----- Texte cité

Allons-nous laisser la paix à la séquence du hasard ? Non. Derrière une capitulation morale, ce sont l’Humanisme, la Réforme, les Lumières et la Révolution française qui s’affaissent. C’est un combat d’un demi-millénaire qui serait anéanti. Ce combat, c’est celui de la reconnaissance de la conscience humaine, au-delà de la peur et de la tutelle des religions. Il faut refuser la tétanie face au néant et à l’anéantissement. C’est aujourd’hui que les hommes qui nous dirigent doivent être audacieux et clairvoyants. Le monde vieillit, disait saint Augustin. Je fais partie de cette génération qui a connu l’appel sous les drapeaux et a trop écouté l’écho des morts de la dernière guerre pour manquer aujourd’hui de lucidité et d’intuition.

----------
----- Entrées

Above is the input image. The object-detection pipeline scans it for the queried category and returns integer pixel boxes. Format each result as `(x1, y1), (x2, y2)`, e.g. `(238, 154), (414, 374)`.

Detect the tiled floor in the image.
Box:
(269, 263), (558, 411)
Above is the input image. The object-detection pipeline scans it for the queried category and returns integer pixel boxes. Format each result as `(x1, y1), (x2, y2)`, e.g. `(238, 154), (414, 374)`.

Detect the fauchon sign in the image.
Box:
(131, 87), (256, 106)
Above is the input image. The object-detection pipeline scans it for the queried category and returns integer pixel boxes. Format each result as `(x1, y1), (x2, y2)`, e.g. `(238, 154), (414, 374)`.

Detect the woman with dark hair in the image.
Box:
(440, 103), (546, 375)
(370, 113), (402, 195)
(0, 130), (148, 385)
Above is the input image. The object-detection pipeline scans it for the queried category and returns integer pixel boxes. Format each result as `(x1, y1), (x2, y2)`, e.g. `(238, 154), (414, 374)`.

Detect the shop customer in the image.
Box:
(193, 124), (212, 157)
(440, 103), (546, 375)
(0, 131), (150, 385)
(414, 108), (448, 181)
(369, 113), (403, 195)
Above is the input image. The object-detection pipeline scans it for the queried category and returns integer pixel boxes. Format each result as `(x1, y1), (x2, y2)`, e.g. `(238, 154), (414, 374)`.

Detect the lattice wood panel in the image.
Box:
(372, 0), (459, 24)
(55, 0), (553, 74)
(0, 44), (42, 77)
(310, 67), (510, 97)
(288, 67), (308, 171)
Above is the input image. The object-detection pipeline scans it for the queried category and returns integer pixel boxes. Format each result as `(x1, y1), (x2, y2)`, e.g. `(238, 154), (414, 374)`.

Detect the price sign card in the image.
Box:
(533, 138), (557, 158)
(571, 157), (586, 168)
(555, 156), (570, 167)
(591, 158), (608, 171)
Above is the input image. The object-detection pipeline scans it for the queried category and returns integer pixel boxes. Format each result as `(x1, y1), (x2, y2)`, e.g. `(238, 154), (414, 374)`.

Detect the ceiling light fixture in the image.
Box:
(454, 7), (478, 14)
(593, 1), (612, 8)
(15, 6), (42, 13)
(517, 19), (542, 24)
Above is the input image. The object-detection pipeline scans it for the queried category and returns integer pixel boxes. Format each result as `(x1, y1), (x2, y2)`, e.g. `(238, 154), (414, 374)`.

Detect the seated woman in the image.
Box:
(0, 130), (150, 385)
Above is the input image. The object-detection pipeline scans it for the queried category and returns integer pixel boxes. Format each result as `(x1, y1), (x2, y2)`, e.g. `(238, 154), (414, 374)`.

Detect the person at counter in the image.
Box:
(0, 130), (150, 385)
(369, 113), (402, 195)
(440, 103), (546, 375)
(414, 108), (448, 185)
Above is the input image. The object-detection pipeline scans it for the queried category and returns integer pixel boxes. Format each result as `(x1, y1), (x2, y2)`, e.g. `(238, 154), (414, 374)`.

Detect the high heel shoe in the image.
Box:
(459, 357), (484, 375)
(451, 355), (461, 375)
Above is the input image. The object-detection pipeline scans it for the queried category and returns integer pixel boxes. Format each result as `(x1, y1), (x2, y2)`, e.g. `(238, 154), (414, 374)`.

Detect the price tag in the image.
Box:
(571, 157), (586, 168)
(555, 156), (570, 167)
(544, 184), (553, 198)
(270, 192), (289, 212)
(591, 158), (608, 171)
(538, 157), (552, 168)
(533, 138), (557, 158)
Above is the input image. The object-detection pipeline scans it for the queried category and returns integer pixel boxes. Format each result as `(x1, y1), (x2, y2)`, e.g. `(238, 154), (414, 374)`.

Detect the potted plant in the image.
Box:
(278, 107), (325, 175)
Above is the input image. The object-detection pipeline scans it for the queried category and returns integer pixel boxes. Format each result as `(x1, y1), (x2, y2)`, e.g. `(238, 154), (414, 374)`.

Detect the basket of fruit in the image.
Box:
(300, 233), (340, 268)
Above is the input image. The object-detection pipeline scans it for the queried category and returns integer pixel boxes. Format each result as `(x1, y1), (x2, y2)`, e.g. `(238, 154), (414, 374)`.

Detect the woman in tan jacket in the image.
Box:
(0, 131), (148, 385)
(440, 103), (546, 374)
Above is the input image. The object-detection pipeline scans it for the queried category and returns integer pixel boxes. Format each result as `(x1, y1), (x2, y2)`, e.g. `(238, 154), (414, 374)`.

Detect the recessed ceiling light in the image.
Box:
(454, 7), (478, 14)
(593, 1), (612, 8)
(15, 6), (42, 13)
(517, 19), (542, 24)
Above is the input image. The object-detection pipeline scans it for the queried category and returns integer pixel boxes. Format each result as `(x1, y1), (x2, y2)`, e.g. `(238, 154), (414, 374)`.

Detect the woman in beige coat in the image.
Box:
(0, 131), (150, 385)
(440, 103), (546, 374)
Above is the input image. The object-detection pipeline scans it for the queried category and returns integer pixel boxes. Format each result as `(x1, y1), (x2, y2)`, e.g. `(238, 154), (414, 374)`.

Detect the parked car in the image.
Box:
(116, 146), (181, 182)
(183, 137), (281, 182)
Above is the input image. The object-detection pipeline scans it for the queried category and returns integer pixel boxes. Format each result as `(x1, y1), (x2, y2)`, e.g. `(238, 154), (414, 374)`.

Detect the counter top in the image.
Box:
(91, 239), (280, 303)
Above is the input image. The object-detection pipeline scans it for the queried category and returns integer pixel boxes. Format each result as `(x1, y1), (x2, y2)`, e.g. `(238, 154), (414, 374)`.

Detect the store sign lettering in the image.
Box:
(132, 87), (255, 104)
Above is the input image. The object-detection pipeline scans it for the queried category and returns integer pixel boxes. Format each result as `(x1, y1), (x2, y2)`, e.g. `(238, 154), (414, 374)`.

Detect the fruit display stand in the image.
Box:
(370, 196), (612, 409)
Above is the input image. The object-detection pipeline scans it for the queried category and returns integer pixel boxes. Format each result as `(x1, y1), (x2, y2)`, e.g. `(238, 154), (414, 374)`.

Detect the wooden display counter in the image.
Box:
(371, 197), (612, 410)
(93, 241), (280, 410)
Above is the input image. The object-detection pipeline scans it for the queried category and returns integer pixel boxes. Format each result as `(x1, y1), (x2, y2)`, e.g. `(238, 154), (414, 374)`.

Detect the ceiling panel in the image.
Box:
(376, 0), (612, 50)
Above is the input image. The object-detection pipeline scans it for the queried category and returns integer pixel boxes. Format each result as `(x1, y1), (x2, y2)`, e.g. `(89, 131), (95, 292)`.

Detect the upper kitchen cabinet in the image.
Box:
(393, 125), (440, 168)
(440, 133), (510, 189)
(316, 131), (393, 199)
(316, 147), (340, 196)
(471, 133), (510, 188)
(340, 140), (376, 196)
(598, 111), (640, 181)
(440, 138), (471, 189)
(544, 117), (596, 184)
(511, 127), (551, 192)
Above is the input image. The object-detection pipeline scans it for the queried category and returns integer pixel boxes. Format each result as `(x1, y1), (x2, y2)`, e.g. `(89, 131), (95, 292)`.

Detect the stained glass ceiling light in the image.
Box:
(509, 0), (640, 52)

----------

- [Consignes]
- 1) D'après le texte cité, pourquoi ne faut-il pas laisser la paix à la séquence du hasard ? Répondez en une à trois phrases.
- 2) Recopiez un passage du texte cité : commencez aux mots « Allons-nous laisser la » et arrêtez-vous après les mots « lucidité et d’intuition. ».
- 3) À qui le texte cité attribue-t-il la phrase « Le monde vieillit » ?

- [Corrigé des consignes]
- 1) Derrière une capitulation morale, ce sont l'Humanisme, la Réforme, les Lumières et la Révolution française qui s'affaissent. Un combat d'un demi-millénaire serait alors anéanti : celui de la reconnaissance de la conscience humaine, au-delà de la peur et de la tutelle des religions.

- 2)
Allons-nous laisser la paix à la séquence du hasard ? Non. Derrière une capitulation morale, ce sont l’Humanisme, la Réforme, les Lumières et la Révolution française qui s’affaissent. C’est un combat d’un demi-millénaire qui serait anéanti. Ce combat, c’est celui de la reconnaissance de la conscience humaine, au-delà de la peur et de la tutelle des religions. Il faut refuser la tétanie face au néant et à l’anéantissement. C’est aujourd’hui que les hommes qui nous dirigent doivent être audacieux et clairvoyants. Le monde vieillit, disait saint Augustin. Je fais partie de cette génération qui a connu l’appel sous les drapeaux et a trop écouté l’écho des morts de la dernière guerre pour manquer aujourd’hui de lucidité et d’intuition.

- 3) À saint Augustin.